#### [Texte de lecture]

-------------------------

D’une part, elle a recours à la philatélie pour financer en partie l’organisation de la compétition : environ 145 000 séries de cinq timbres sont émises, pour une valeur de 9,70 lires par série, avant tout destinées à l’affranchissement intérieur, complétées par quatre timbres de la poste aérienne d’une valeur par série de 18,75 lires, principalement réservés aux envois internationaux. Approximativement 120 000 séries auraient été vendues entre le 24 mai – soit trois jours seulement avant le début de la compétition – et le 30 novembre 1934 pour un total de plus de 3,4 millions de lires. Mais ce n’est pas tant dans le fait d’avoir recours au financement philatélique que l’Italie se montra novatrice – après tout, on l’a vu, la Grèce avait fait de même pour équilibrer le budget des JO de 1896 – que dans la dimension qu’elle lui donne. Au vu de certaines valeurs faciales, les séries émises s’adressaient autant aux marchés philatéliques – alors relativement restreints mais souvent fortunés – qu’aux utilisateurs qui en firent d’ailleurs bon usage.

-------------------------

#### [Données à analyser]
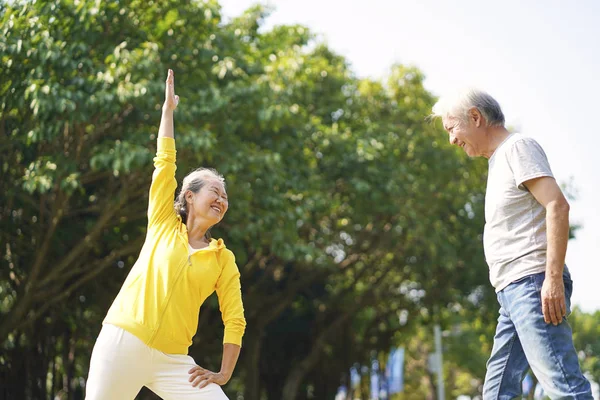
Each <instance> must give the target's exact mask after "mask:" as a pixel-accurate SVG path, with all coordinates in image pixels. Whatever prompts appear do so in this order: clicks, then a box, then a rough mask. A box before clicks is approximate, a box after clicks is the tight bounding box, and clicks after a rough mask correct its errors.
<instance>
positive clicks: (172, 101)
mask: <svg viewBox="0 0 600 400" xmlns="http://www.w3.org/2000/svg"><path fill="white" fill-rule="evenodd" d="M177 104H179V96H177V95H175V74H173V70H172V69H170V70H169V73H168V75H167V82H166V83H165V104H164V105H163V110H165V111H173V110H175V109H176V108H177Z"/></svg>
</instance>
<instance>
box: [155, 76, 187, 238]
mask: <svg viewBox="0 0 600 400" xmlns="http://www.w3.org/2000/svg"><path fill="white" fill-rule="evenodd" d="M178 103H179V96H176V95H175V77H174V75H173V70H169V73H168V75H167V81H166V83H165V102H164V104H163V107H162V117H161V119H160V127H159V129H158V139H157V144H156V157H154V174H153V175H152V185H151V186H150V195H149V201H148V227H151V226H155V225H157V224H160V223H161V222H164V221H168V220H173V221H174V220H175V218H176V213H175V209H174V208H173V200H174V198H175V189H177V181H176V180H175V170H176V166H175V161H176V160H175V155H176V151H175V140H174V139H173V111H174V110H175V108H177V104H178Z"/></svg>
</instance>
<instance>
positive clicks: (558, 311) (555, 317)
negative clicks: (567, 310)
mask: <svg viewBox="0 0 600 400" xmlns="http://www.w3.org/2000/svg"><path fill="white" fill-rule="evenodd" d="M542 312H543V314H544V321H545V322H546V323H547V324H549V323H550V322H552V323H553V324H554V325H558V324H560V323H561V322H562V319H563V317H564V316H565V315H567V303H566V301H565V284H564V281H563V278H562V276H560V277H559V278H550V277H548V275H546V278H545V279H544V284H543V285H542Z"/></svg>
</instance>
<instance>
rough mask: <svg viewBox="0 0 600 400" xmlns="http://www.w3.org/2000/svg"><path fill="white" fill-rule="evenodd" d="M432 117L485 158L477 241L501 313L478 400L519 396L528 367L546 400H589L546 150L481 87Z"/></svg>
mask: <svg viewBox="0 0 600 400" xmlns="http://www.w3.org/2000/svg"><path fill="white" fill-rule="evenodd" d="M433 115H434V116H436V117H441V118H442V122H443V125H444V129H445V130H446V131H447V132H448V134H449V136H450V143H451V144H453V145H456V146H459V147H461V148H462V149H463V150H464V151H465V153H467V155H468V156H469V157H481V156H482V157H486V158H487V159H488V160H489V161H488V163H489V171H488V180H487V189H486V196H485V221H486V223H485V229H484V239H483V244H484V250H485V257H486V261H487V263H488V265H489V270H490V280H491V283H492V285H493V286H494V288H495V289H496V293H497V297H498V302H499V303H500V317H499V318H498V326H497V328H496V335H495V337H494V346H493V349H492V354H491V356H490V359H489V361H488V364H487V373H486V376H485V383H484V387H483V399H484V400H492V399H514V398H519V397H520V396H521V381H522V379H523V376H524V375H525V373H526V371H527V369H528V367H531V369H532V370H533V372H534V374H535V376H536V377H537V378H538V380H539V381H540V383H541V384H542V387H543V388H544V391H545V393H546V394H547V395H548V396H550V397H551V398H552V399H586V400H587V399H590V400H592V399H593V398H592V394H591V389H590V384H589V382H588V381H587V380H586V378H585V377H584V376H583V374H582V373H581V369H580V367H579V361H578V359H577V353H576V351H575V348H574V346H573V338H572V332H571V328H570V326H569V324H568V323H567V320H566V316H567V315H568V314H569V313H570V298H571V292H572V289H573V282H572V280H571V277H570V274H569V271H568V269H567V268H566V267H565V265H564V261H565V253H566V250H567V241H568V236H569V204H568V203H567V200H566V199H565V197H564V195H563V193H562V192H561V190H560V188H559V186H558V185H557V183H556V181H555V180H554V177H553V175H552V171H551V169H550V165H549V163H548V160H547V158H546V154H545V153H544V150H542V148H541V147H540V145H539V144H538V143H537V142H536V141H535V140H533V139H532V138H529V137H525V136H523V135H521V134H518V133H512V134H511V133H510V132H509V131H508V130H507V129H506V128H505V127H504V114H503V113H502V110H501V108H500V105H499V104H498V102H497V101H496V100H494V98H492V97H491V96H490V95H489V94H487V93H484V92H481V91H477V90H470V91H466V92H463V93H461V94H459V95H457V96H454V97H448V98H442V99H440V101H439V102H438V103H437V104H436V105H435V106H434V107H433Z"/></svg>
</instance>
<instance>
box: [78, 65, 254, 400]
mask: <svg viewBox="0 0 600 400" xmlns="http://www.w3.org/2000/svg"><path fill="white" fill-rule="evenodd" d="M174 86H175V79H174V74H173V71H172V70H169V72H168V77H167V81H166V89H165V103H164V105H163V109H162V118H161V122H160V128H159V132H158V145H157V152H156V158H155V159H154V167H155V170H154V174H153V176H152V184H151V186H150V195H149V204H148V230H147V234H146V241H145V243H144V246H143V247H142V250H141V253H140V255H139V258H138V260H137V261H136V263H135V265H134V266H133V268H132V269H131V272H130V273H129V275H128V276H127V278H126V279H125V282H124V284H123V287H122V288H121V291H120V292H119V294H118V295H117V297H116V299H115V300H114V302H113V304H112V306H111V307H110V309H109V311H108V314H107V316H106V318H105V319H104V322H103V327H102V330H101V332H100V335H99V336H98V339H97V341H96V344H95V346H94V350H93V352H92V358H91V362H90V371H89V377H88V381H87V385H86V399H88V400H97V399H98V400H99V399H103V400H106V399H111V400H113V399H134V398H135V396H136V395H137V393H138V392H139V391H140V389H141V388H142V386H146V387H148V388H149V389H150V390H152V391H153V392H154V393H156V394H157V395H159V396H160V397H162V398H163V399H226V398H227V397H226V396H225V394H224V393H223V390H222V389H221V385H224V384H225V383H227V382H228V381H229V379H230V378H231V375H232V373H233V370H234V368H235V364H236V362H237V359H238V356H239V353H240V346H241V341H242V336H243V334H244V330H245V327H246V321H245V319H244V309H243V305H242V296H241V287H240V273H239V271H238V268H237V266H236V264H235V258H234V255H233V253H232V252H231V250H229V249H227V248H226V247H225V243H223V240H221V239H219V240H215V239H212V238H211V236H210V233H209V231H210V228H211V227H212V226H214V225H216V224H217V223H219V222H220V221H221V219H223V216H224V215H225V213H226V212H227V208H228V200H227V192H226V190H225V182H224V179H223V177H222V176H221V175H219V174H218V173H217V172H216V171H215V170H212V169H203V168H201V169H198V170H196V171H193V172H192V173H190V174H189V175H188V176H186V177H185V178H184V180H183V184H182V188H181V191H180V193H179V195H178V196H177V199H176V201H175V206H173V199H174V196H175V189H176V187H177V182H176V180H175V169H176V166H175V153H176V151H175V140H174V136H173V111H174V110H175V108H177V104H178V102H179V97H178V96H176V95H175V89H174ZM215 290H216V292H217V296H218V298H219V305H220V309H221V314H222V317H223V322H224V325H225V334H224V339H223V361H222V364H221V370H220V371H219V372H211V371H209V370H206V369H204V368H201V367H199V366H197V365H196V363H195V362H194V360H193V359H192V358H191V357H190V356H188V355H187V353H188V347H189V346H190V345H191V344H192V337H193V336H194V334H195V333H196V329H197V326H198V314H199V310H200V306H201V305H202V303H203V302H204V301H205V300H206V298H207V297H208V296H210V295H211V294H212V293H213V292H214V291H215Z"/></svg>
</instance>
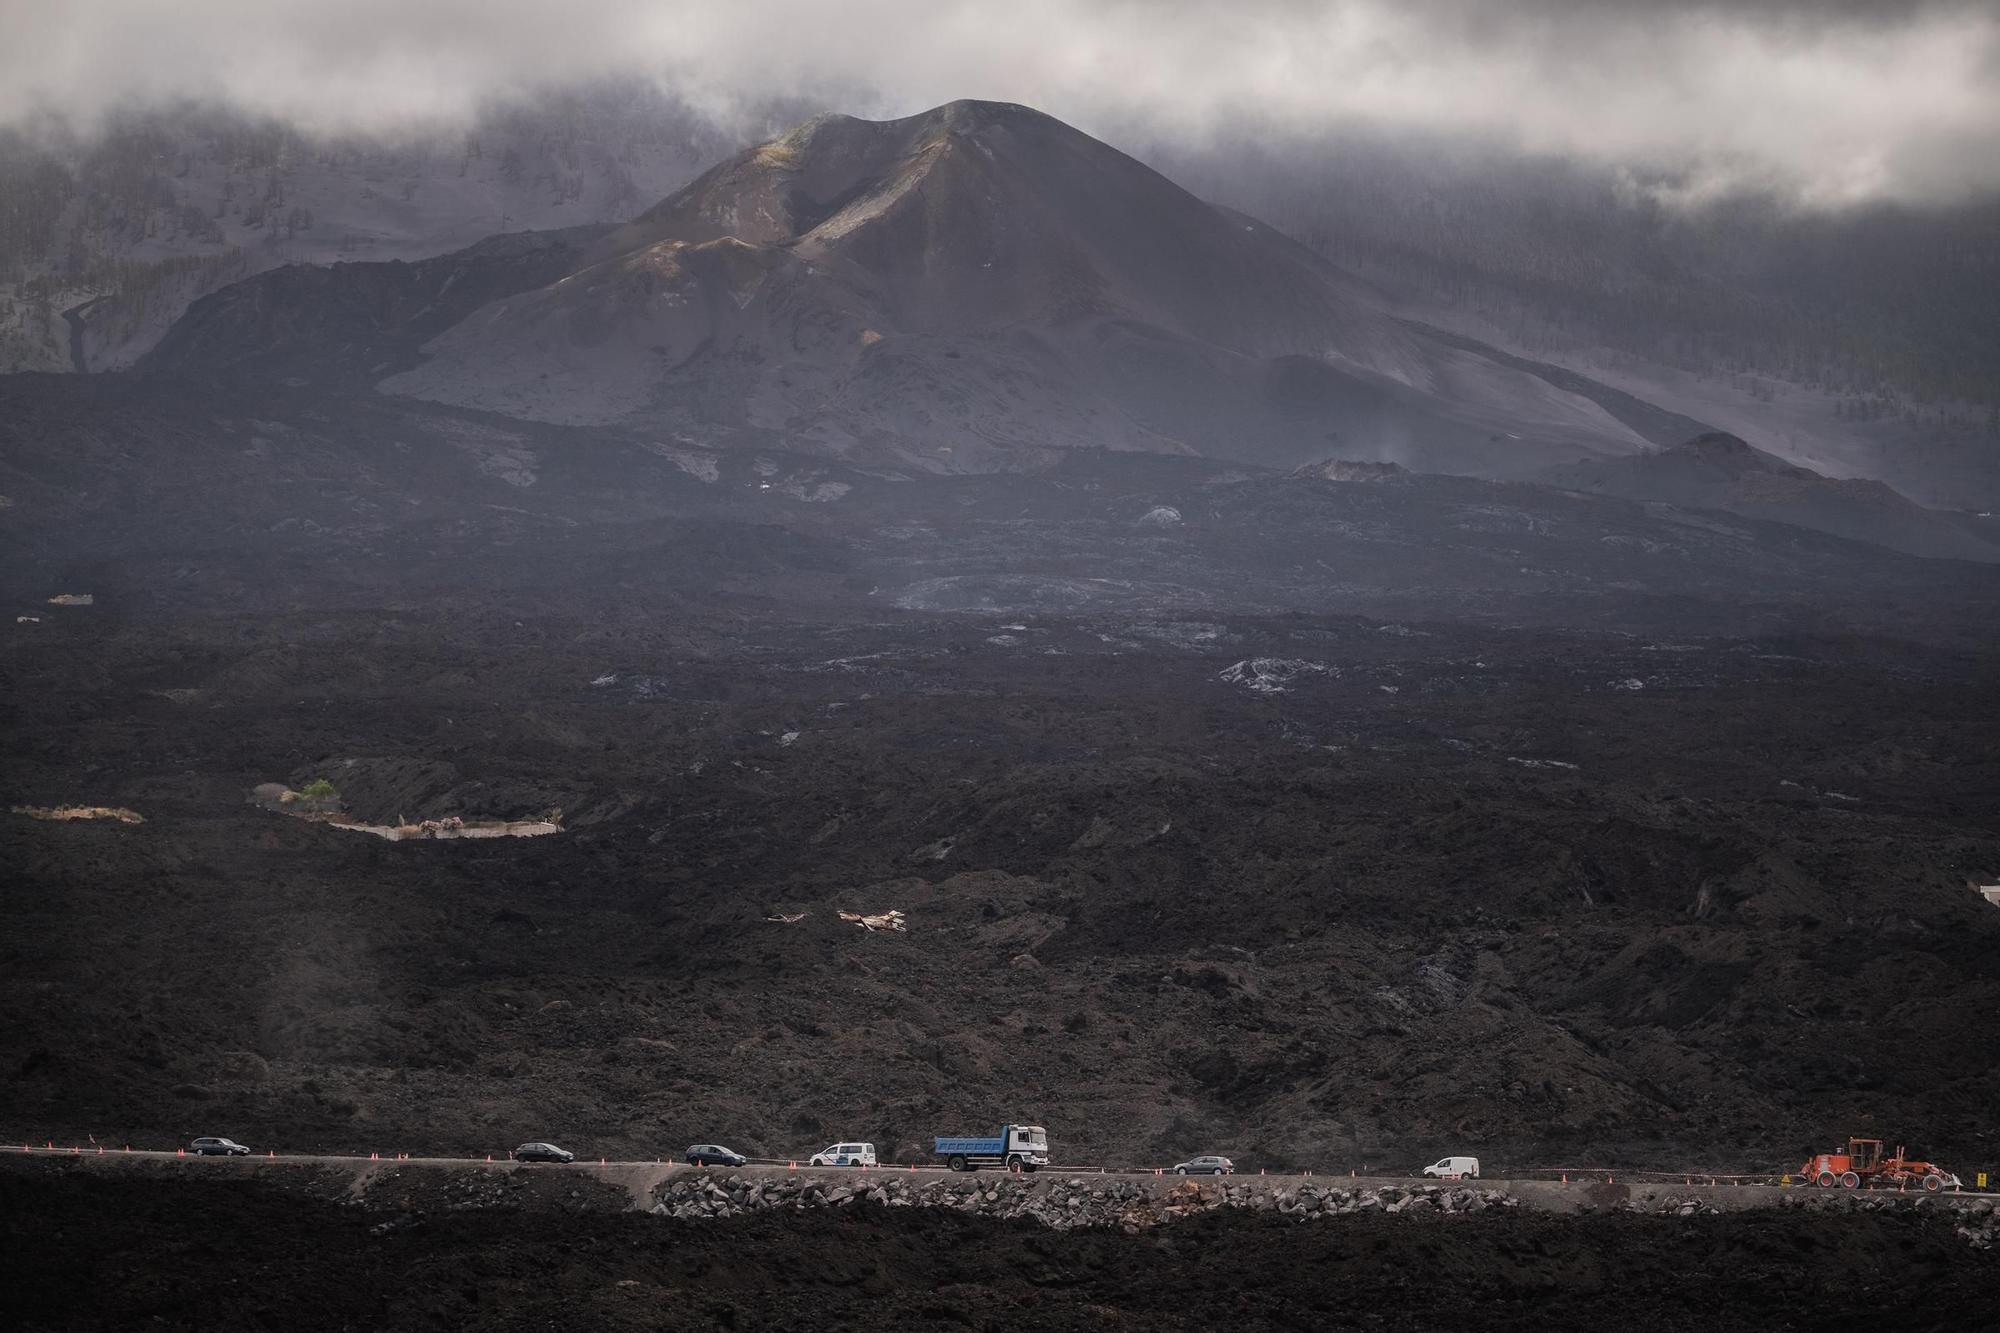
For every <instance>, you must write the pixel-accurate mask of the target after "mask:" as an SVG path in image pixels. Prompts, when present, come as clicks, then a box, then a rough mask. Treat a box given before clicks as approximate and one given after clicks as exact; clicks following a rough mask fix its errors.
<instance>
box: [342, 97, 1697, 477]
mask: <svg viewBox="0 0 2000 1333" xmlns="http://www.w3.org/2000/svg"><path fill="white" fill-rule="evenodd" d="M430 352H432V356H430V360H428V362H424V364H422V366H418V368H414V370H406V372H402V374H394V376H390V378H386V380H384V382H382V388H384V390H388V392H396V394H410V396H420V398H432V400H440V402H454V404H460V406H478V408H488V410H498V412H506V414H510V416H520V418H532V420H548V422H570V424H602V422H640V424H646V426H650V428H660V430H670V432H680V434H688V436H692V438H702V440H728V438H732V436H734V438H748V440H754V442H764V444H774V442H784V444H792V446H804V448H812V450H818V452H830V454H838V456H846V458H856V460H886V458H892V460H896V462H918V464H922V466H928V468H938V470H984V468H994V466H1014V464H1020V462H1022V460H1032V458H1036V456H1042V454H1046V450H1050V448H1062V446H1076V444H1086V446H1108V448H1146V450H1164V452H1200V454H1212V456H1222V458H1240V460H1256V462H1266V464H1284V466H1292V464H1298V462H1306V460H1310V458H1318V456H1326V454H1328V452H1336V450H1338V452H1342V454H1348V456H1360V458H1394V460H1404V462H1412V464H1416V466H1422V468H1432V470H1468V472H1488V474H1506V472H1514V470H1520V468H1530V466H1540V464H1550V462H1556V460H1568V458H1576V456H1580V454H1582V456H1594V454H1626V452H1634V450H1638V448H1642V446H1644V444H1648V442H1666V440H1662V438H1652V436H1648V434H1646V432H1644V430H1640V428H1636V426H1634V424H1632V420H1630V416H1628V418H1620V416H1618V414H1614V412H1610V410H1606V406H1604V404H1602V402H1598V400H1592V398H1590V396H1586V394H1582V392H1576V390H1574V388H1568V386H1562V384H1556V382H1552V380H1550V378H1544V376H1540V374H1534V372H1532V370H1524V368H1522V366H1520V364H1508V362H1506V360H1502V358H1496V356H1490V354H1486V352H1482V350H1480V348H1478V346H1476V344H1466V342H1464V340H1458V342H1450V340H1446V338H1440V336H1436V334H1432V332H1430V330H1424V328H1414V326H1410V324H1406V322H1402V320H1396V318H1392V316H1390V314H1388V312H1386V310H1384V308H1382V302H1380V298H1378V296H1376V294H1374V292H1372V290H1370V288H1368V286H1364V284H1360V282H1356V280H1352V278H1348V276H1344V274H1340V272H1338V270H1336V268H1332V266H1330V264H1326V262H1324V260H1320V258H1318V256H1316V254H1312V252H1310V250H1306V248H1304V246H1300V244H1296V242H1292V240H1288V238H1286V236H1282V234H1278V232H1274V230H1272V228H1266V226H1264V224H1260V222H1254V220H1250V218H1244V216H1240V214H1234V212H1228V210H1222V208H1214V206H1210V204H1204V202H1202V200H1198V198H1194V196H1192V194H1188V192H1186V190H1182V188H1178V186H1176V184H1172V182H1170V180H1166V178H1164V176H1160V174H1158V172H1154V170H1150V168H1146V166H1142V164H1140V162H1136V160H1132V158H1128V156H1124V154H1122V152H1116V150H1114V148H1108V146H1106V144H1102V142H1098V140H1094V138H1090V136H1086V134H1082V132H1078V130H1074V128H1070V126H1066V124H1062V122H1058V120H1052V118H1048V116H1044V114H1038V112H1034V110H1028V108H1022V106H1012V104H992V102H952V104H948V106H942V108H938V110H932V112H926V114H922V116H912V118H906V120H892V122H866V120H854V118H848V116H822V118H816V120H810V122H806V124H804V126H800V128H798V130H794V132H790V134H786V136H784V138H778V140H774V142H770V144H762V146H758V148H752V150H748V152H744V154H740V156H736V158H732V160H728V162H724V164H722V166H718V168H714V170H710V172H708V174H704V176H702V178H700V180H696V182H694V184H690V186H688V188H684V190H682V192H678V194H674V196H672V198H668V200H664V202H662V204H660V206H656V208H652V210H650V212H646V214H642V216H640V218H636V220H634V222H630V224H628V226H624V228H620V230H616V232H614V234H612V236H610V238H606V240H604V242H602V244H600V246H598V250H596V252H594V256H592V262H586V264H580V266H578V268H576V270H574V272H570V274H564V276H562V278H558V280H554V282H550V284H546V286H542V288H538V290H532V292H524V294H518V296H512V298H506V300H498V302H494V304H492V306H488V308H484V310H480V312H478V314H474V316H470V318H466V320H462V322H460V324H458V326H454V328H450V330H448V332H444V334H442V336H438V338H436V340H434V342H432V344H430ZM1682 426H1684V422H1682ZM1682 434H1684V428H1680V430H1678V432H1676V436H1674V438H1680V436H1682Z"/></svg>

-------------------------

#### [Tâche]
Les affirmations 1., 2. et 3. ci-dessous concordent-elles avec le texte sur le financement philatélique ? Répondez par oui ou par non pour chacune et citez les mots du texte qui tranchent.
1. Environ 145 000 séries de cinq timbres ont été émises.
2. Les timbres de la poste aérienne étaient principalement destinés à l'affranchissement intérieur.
3. La Grèce avait déjà eu recours au financement philatélique pour les JO de 1896.

#### [Corrigé]
1. Oui : « environ 145 000 séries de cinq timbres sont émises »
2. Non : « principalement réservés aux envois internationaux »
3. Oui : « la Grèce avait fait de même pour équilibrer le budget des JO de 1896 »